» **Given exercise**:
Copy every one of the rows below word for word, with nothing changed.

» **Saved entries**:

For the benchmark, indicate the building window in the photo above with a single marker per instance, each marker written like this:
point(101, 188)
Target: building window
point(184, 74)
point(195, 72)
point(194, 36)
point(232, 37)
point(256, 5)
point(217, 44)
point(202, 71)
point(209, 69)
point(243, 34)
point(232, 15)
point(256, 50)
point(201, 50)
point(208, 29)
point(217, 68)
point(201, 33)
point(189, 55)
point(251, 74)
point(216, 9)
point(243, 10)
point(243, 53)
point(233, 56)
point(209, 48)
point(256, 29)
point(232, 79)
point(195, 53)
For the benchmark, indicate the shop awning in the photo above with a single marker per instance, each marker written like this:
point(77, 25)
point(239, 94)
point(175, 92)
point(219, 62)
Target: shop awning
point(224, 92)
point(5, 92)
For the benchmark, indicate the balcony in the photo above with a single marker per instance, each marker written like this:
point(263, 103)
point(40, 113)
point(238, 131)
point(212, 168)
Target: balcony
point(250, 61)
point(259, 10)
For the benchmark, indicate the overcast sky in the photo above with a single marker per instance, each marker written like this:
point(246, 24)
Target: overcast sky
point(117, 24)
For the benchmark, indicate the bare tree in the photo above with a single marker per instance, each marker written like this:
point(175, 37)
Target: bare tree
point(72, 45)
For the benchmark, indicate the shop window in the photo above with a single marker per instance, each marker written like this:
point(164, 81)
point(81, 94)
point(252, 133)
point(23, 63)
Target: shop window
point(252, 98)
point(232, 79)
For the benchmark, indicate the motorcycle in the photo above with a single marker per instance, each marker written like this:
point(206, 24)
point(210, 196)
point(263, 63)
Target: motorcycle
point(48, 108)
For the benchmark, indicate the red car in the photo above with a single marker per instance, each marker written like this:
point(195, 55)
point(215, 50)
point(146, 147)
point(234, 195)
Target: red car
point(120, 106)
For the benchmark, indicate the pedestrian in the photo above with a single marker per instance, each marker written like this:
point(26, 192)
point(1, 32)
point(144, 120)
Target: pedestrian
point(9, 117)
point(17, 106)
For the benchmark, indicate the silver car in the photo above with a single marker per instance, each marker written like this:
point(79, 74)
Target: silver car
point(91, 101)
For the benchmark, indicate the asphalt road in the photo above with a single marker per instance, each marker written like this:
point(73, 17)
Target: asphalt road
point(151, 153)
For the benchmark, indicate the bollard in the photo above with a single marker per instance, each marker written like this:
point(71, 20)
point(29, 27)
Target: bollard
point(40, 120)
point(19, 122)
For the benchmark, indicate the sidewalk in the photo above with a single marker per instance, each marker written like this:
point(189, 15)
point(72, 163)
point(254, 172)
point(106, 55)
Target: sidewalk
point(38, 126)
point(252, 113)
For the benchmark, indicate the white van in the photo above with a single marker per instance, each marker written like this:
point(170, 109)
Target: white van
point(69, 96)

» **Solution to this task**:
For the benchmark, indicate the building window in the photo above with a single marker per instance, each marker written like this:
point(101, 188)
Target: building window
point(184, 74)
point(195, 72)
point(194, 36)
point(232, 37)
point(256, 5)
point(217, 44)
point(202, 71)
point(209, 69)
point(243, 34)
point(232, 15)
point(256, 50)
point(201, 50)
point(208, 29)
point(217, 68)
point(201, 33)
point(189, 55)
point(251, 74)
point(216, 9)
point(243, 10)
point(243, 53)
point(233, 56)
point(209, 48)
point(256, 29)
point(232, 79)
point(195, 53)
For the benchmark, indicate the shop awning in the photo above with a single marker per instance, each marker written like this:
point(77, 25)
point(239, 94)
point(175, 92)
point(219, 62)
Target: shop awning
point(224, 92)
point(5, 92)
For the benchmark, indicate the balcony in the photo above with a single marker per instance, each marker written like this:
point(263, 103)
point(40, 113)
point(238, 131)
point(212, 168)
Target: balcony
point(250, 61)
point(259, 10)
For the benchmark, indicate the overcast sky in the photo above with a single marker per instance, each marker written like this:
point(246, 24)
Target: overcast sky
point(117, 24)
For the benchmark, indicate the bare tree in the photo above with a single marker per instance, each marker written like this:
point(175, 37)
Target: bare tree
point(72, 45)
For the benchmark, indicate the shop window in the photo above with a single marker per instance, each marker written like this:
point(164, 81)
point(81, 94)
point(252, 133)
point(23, 63)
Target: shop window
point(252, 98)
point(232, 79)
For the benchmark, indicate the motorcycle in the photo above with a single marker per instance, each marker written like this:
point(206, 24)
point(210, 196)
point(263, 63)
Target: motorcycle
point(48, 108)
For the benchmark, indicate the red car in the photo above with a single marker per instance, each marker written like this:
point(195, 55)
point(215, 50)
point(146, 147)
point(234, 195)
Target: red car
point(120, 106)
For the benchmark, indicate the pedestrian in the photo above with a single marker per instance, each marker written like this:
point(26, 192)
point(1, 32)
point(144, 120)
Target: pedestrian
point(9, 117)
point(17, 106)
For the benchmark, indicate the silver car in the photo above with a single marker per instance, each marker written like this:
point(79, 74)
Target: silver car
point(91, 101)
For the benchmark, indicate the asphalt road in the photo above with a single marker per instance, each marker written like this:
point(73, 17)
Target: asphalt road
point(151, 153)
For the benchmark, indicate the bollard in the photo above with a single marker per instance, each marker written like this:
point(71, 20)
point(29, 27)
Target: bollard
point(40, 120)
point(19, 122)
For the benchmark, indicate the sidewalk in the photo above with a single marker per instance, each marker written like this:
point(189, 15)
point(72, 163)
point(254, 172)
point(106, 55)
Target: sidewalk
point(38, 126)
point(252, 113)
For the benchmark, indicate the white van in the photo above with a single marker per instance, each marker written like this:
point(170, 109)
Target: white van
point(69, 96)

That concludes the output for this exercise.